## Work to complete
Transcribe the records word for word, leaving nothing out.

## Records for this task
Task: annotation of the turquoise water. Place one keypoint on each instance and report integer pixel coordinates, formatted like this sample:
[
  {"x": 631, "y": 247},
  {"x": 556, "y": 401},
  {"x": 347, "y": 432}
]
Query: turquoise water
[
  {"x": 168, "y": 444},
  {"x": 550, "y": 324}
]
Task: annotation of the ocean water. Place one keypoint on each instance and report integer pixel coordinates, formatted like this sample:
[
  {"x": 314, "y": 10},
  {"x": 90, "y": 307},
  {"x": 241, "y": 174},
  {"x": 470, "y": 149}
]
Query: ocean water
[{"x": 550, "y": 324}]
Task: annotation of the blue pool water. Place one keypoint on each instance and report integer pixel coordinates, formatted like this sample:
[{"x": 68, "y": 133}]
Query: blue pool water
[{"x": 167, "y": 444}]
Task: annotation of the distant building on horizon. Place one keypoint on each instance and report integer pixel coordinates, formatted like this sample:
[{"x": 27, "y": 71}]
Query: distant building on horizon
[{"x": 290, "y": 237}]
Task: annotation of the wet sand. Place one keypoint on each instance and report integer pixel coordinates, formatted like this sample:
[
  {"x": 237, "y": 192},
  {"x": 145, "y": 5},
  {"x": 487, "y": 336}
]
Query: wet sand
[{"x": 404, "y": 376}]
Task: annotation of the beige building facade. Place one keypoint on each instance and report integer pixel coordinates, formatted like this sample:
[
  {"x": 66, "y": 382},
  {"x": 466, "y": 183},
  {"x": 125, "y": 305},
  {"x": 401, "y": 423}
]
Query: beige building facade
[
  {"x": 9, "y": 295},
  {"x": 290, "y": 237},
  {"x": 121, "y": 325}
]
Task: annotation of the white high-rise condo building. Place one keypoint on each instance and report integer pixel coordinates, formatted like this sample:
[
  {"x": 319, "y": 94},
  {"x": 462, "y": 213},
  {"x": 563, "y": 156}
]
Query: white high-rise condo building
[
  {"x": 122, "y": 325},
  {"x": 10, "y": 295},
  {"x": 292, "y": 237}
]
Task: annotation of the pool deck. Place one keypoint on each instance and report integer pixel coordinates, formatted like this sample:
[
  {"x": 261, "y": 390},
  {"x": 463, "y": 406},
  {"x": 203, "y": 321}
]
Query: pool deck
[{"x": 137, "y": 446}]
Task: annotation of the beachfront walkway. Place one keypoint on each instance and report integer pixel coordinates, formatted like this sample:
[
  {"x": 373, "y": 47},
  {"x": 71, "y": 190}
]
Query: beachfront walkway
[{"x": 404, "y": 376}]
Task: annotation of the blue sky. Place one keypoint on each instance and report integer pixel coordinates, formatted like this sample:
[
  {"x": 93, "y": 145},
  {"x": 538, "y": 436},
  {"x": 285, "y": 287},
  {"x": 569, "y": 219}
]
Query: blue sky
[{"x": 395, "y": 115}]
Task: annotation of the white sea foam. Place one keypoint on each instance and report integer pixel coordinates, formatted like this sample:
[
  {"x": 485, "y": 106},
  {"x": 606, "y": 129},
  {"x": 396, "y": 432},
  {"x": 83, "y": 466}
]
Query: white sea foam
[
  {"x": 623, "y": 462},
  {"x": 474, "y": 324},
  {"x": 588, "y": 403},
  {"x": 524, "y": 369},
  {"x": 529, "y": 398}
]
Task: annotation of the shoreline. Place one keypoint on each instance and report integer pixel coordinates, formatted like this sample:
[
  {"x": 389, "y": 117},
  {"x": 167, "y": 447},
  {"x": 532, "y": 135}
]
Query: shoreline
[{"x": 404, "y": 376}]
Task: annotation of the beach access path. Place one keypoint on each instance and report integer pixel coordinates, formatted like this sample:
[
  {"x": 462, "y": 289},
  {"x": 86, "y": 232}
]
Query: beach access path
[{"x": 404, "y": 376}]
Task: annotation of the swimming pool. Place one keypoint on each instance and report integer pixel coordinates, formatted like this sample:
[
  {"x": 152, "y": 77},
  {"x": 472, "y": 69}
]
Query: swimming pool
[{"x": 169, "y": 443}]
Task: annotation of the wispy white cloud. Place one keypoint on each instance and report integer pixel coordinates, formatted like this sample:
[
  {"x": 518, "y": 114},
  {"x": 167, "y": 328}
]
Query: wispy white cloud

## Finished exercise
Task: annotation of the turquoise water. Place one keypoint on each instance and report integer pixel coordinates, formatted like this sample:
[
  {"x": 631, "y": 247},
  {"x": 556, "y": 401},
  {"x": 347, "y": 432}
]
Query: turquoise water
[
  {"x": 168, "y": 444},
  {"x": 550, "y": 324}
]
Task: annotation of the ocean water. Place one keypoint on each instance and report integer pixel coordinates, formatted like this sample:
[
  {"x": 314, "y": 10},
  {"x": 90, "y": 307},
  {"x": 241, "y": 174},
  {"x": 470, "y": 149}
]
Query: ocean water
[{"x": 550, "y": 324}]
Task: annotation of the blue pool water. Place one keypoint on each instance and report integer pixel coordinates, formatted like this sample:
[{"x": 68, "y": 133}]
Query: blue pool water
[{"x": 167, "y": 444}]
Task: annotation of the distant building on horizon. Place one keypoint on each instance and report integer pixel coordinates, formatted like this sample:
[{"x": 27, "y": 71}]
Query: distant building on horizon
[{"x": 290, "y": 237}]
Task: annotation of the wet sand. Place one keypoint on each instance and report integer pixel coordinates, formatted like this sample:
[
  {"x": 237, "y": 192},
  {"x": 145, "y": 5},
  {"x": 487, "y": 336}
]
Query: wet sand
[{"x": 404, "y": 376}]
Task: annotation of the beige building facade. Place one keypoint on each instance and report integer pixel coordinates, formatted like this sample:
[
  {"x": 66, "y": 382},
  {"x": 466, "y": 183},
  {"x": 125, "y": 305},
  {"x": 401, "y": 423}
]
Query: beige building facade
[
  {"x": 9, "y": 295},
  {"x": 290, "y": 237},
  {"x": 121, "y": 325}
]
Task: annotation of the white high-rise condo building. Place one keypoint on each instance and report integer pixel coordinates, formatted like this sample:
[
  {"x": 319, "y": 94},
  {"x": 462, "y": 213},
  {"x": 563, "y": 156}
]
Query: white high-rise condo building
[
  {"x": 122, "y": 325},
  {"x": 10, "y": 295},
  {"x": 292, "y": 237}
]
Task: annotation of the pool deck. Place one keypoint on each instance and report integer pixel coordinates, formatted like this sample:
[
  {"x": 261, "y": 390},
  {"x": 463, "y": 406},
  {"x": 203, "y": 321}
]
Query: pool deck
[{"x": 137, "y": 446}]
Task: annotation of the beachfront walkway. Place one keypoint on each instance and report integer pixel coordinates, formatted like this sample:
[
  {"x": 373, "y": 47},
  {"x": 71, "y": 190}
]
Query: beachfront walkway
[{"x": 404, "y": 376}]
Task: annotation of the blue sky. Place one keypoint on each instance and report integer pixel coordinates, formatted like this sample:
[
  {"x": 93, "y": 145},
  {"x": 538, "y": 436},
  {"x": 285, "y": 287},
  {"x": 569, "y": 219}
]
Query: blue sky
[{"x": 395, "y": 115}]
Task: annotation of the white sea foam. Place one keypoint on each instance and report integer pixel coordinates, formatted like this sample:
[
  {"x": 485, "y": 106},
  {"x": 606, "y": 129},
  {"x": 396, "y": 432},
  {"x": 83, "y": 466}
]
Query: white sea foam
[
  {"x": 623, "y": 462},
  {"x": 474, "y": 324},
  {"x": 588, "y": 403},
  {"x": 524, "y": 369},
  {"x": 529, "y": 398}
]
Task: annotation of the shoreline. Place one keypoint on each instance and report integer pixel coordinates, formatted like this sample:
[
  {"x": 389, "y": 117},
  {"x": 167, "y": 447},
  {"x": 532, "y": 135}
]
Query: shoreline
[{"x": 404, "y": 376}]
Task: annotation of the beach access path. Place one keypoint on each instance and report integer pixel coordinates, formatted like this sample:
[
  {"x": 462, "y": 289},
  {"x": 86, "y": 232}
]
Query: beach access path
[{"x": 404, "y": 376}]
Task: annotation of the swimming pool. Place one keypoint on each instance and report integer pixel coordinates, formatted like this sample:
[
  {"x": 152, "y": 77},
  {"x": 472, "y": 69}
]
Query: swimming pool
[{"x": 169, "y": 443}]
Task: annotation of the wispy white cloud. Place one keypoint on each instance and report integer pixel coordinates, formatted like this sample:
[
  {"x": 518, "y": 114},
  {"x": 167, "y": 328}
]
Query: wispy white cloud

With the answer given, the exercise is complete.